◆ EXERCISE ◆
Would you return every line of the listing below that has "gold" in it?

◆ DATA SHOWN ◆
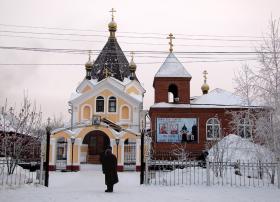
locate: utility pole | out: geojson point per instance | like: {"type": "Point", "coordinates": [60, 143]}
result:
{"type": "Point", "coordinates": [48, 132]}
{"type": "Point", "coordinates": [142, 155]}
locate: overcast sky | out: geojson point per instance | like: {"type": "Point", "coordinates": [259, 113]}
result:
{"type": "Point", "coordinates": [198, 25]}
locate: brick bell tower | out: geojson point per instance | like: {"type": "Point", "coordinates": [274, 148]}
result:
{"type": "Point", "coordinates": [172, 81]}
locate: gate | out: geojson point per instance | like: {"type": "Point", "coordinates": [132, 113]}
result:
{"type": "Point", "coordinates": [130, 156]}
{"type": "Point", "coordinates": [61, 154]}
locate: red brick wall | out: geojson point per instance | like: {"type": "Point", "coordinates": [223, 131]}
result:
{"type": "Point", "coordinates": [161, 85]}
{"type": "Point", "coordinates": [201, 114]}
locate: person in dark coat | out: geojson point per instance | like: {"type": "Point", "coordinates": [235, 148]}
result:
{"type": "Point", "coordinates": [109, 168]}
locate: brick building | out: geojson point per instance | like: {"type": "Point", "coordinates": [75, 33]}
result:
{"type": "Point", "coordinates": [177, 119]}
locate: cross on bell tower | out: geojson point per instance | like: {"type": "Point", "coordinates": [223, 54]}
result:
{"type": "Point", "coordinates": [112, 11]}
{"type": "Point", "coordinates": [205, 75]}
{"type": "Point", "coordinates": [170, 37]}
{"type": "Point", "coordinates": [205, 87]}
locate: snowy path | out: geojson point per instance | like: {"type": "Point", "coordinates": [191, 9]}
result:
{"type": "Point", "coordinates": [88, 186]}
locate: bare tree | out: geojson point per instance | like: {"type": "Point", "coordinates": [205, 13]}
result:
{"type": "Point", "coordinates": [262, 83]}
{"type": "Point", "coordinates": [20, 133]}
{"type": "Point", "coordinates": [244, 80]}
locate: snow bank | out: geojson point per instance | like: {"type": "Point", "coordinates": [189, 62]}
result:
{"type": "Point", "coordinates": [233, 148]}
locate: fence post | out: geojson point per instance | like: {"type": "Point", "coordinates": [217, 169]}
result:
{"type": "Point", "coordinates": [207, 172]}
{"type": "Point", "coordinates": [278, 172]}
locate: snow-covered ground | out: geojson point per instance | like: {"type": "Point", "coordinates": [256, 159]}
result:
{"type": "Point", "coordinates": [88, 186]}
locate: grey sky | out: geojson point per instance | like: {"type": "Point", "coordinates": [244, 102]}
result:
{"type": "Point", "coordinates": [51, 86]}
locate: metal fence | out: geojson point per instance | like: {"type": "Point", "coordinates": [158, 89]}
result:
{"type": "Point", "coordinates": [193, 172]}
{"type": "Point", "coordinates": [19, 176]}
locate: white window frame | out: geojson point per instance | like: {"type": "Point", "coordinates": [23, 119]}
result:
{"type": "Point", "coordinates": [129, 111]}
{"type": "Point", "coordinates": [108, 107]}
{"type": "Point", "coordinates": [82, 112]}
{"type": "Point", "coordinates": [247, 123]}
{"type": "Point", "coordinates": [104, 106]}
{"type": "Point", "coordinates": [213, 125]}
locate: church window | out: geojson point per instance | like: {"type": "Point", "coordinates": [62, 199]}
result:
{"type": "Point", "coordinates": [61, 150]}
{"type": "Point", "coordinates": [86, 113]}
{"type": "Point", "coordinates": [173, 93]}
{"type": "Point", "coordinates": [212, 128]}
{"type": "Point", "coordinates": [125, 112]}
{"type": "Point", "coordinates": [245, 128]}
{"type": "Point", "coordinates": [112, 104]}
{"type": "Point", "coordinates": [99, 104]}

==

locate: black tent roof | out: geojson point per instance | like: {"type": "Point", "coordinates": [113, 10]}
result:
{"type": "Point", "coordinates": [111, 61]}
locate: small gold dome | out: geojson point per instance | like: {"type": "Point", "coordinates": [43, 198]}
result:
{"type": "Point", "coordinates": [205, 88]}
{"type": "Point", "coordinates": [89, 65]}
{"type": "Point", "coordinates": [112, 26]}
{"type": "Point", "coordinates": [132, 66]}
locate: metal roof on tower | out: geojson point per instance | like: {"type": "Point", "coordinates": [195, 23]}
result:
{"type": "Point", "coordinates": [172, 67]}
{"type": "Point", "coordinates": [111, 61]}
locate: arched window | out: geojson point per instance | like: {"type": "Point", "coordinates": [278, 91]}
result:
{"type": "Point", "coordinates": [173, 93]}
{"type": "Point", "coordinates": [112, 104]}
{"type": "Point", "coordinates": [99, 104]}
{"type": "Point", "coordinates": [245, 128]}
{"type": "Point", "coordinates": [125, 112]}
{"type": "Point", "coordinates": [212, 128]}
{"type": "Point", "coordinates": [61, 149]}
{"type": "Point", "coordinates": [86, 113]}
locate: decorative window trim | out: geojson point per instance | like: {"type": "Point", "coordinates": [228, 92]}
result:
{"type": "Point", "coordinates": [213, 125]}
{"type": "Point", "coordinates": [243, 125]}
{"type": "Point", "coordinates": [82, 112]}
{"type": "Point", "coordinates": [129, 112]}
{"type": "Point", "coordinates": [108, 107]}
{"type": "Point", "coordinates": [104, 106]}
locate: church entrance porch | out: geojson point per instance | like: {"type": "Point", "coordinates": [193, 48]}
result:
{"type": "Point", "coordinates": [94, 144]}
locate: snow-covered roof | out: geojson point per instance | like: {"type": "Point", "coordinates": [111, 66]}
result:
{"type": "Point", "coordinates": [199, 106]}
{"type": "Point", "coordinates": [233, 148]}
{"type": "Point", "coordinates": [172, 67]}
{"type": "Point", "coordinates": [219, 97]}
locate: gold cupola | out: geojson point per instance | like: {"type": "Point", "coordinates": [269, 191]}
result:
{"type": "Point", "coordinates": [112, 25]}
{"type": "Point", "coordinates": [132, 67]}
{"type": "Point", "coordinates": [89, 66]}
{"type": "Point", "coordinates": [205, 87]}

◆ PROBLEM SOLUTION ◆
locate: small gold dome | out: geojson point per instance | like: {"type": "Point", "coordinates": [43, 198]}
locate: gold cupola | out: geojson point per instance | like: {"type": "Point", "coordinates": [269, 191]}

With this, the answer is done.